PROMPT. The required output is the line that contains "Where can the steamed" plus every line after it in the listing below, copied exactly as it appears.
━━ DATASET RECORDS
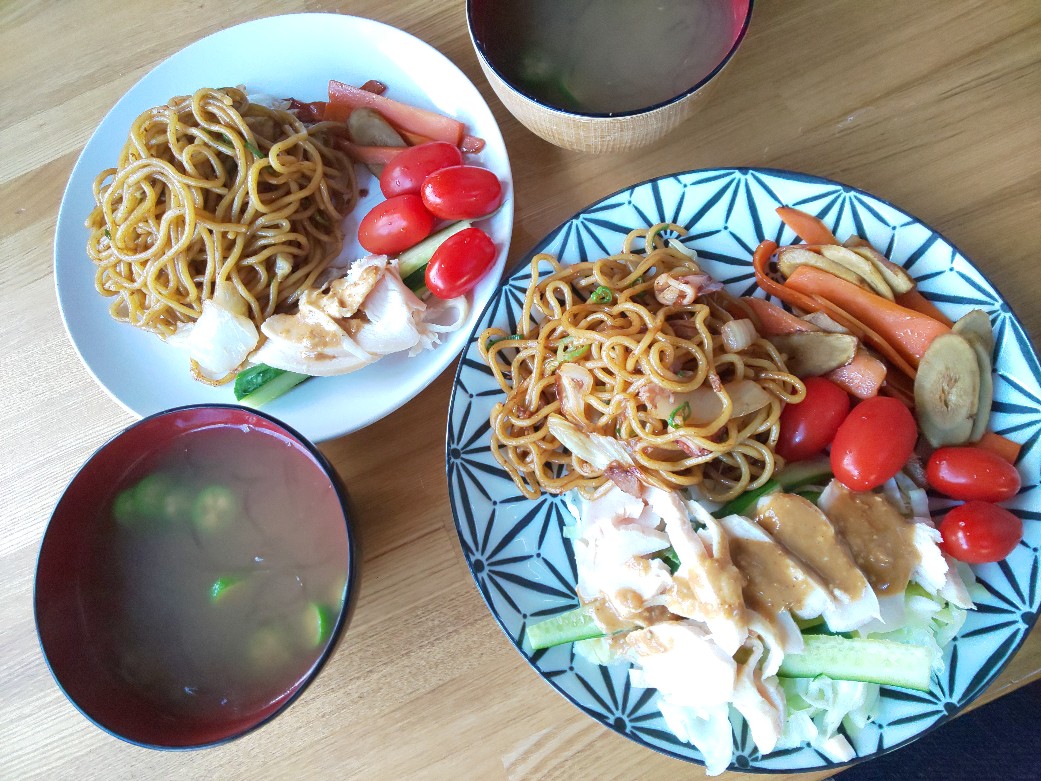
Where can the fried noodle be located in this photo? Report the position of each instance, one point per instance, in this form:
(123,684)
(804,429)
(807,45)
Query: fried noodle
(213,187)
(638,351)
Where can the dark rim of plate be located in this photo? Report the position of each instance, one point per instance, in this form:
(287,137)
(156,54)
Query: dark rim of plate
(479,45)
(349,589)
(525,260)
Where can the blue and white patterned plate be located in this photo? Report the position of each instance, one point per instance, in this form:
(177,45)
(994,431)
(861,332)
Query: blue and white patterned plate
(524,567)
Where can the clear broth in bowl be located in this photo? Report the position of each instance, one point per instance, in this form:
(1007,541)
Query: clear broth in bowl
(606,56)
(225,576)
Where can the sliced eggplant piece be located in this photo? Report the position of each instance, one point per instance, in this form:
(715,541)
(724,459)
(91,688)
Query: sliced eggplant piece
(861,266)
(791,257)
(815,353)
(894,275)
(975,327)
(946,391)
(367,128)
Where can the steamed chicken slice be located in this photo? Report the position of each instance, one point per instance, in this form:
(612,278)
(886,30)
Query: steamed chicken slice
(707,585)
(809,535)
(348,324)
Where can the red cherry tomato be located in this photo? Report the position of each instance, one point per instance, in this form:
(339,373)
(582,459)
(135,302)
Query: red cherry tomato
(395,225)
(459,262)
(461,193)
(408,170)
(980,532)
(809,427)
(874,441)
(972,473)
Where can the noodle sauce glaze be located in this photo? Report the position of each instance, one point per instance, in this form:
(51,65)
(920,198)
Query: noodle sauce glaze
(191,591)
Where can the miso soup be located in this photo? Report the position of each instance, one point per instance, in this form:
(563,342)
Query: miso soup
━━━━
EXERCISE RESULT.
Where can the steamed chicken slice be located in this photo? Report the position of each instance, one point per instance, in this form:
(612,278)
(886,30)
Query: steamed chicken slice
(707,585)
(809,535)
(348,324)
Where can the red cherry tomato be located in this photo? Report the position of each instance, one point per instance, in this form:
(339,373)
(582,459)
(135,302)
Query: red cherry tomato
(395,225)
(459,262)
(461,193)
(408,170)
(980,532)
(809,427)
(874,441)
(972,473)
Where can the noodle sauce glaze be located in this photo? Report the position of each instance, one point per instance, in this form:
(51,65)
(920,198)
Query: noodle sauce glaze
(191,591)
Where can the miso soup be located in this photo? Report the position of each instance, one point per instance, in this form:
(563,342)
Query: miso soup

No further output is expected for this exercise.